The sugars and organic acids were analyzed with a GC (GC-2010Plus, Shimadzu corp., Kyoto, Japan) equipped with a flame ionization detector (FID) as trimethylsilyl (TMS; Tri-Sil reagent, hexamethyldisilazane:trimethylchlorosilane:pyridine, 2:1:10, Thermo Scientific, Pierce Biotechnology, Rockford, IL, USA) derivatives as described before by Kelanne et al. [28], with slight modifications. External standards (succinic acid, citric acid, fructose, quinic acid, glucose, galacturonic acid, glycerol, sorbitol, malic acid, ascorbic acid, and sucrose, all 5 g/L) were used for identification and quantification of the main sugars and organic acids in fruit wine samples. Xylitol and tartaric acid were used as internal standards for quantification of sugars and organic acids, respectively. An aliquot portion of 250 µL of each sample and both internal standards were diluted to 5 mL and filtered with a regenerated cellulose syringe filter (0.45 µm). An aliquot portion of 300 µL of the filtrate was pipetted to an autosampler bottle and evaporated to dryness at 50 °C under nitrogen flow. The samples were stored at a desiccator until analysis, but at least overnight. For TMS derivatization, 500 µL of Tri-Sil reagent was added to dry samples, mixed vigorously for 5 min, and incubated for 30 min at 60 °C. Separation of derived compounds was carried out with a Supelco Simplicity-1 fused silica column (30 m × 0.25 mm i.d. × 0.25 μm df, Supelco, Bellefonte, PA, USA). The oven was temperature-programmed from 150 °C (hold = 2 min) to 210 °C with a constant ramp of 3 °C/min, then to 275 °C (hold = 5 min) with a constant ramp of 40 °C/min. The injector temperature was set to 210 °C, and split injection was applied with a split ratio of 1:15. Helium was used as a carrier gas with a linear velocity of 44.8 cm/s (constant flow). The temperature of the FID was set to 290 °C. All samples were analyzed in triplicate.

Set problem 1 —
Answer these questions from the method description:
(a) Which compound served as the internal standard for sugars, and which served as the internal standard for organic acids?
(b) For how long and at what temperature were the samples incubated during TMS derivatization?
(c) At what temperature was the FID set?
Set problem 2 —
State whether each statement agrees with the method description, and quote the words that decide it:
(a) The filtrate was evaporated to dryness at 50 °C under nitrogen flow.
(b) Helium was delivered as the carrier gas at constant pressure.
(c) Each sample was analyzed in duplicate.
None of the items are required for the work here.

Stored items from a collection
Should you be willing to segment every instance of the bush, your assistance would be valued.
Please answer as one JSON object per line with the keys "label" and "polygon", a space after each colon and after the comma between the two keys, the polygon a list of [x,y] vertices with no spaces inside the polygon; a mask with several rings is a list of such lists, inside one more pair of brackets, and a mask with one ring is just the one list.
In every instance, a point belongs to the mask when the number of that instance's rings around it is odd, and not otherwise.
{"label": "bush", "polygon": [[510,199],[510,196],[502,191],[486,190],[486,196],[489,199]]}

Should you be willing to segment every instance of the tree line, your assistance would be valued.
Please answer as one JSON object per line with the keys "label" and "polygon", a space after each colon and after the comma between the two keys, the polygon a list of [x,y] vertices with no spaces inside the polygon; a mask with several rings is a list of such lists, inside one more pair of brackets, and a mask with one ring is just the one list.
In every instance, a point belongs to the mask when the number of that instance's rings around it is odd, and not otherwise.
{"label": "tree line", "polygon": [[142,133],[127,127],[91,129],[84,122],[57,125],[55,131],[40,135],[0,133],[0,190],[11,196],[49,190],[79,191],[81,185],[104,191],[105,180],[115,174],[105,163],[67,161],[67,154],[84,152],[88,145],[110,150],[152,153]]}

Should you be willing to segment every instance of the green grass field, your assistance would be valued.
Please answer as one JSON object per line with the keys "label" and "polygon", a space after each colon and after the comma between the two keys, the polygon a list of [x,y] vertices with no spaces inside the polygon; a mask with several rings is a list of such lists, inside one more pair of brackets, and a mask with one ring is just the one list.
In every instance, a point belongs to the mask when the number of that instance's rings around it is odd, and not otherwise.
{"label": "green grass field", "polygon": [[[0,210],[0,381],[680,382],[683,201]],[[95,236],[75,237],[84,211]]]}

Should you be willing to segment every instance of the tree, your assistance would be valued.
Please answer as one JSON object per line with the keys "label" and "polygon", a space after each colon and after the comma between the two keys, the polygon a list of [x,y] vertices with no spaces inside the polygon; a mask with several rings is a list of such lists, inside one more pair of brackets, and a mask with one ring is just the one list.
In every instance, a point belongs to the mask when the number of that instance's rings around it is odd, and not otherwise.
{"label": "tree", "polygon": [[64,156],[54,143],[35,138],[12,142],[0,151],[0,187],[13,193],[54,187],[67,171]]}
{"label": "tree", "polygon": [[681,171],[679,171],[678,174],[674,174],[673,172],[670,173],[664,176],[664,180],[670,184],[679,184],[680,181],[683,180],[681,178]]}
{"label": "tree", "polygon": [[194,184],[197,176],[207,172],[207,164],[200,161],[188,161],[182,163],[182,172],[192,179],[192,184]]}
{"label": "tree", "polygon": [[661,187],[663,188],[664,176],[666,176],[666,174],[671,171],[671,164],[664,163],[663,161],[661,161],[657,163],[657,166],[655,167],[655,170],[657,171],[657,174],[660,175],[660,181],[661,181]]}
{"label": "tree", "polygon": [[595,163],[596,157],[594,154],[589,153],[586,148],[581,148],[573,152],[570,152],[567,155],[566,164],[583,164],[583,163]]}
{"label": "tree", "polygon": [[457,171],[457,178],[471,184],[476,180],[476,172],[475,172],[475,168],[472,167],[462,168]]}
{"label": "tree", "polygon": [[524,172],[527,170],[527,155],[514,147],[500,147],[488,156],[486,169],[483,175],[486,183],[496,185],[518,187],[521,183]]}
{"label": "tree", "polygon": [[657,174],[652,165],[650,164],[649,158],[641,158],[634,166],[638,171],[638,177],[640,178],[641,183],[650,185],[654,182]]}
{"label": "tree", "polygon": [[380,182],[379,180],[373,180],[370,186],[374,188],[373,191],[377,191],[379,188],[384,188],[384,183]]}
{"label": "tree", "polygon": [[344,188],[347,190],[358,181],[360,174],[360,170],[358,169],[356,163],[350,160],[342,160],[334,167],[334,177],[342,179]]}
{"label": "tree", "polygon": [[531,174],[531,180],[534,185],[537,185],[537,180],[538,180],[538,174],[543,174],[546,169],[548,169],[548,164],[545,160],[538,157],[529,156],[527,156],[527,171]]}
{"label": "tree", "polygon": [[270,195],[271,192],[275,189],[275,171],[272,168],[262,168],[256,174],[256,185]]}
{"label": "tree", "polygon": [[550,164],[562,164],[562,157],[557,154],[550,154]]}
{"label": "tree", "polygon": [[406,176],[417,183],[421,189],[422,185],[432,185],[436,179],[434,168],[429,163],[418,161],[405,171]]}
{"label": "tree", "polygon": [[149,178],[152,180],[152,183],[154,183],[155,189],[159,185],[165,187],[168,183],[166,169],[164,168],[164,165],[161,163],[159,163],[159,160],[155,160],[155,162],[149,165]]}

Full solution 1 —
(a) Xylitol served as the internal standard for sugars, and tartaric acid served as the internal standard for organic acids.
(b) The samples were incubated for 30 min at 60 °C.
(c) The FID was set to 290 °C.

Full solution 2 —
(a) Yes: "evaporated to dryness at 50 °C under nitrogen flow."
(b) No: "Helium was used as a carrier gas with a linear velocity of 44.8 cm/s (constant flow)."
(c) No: "All samples were analyzed in triplicate."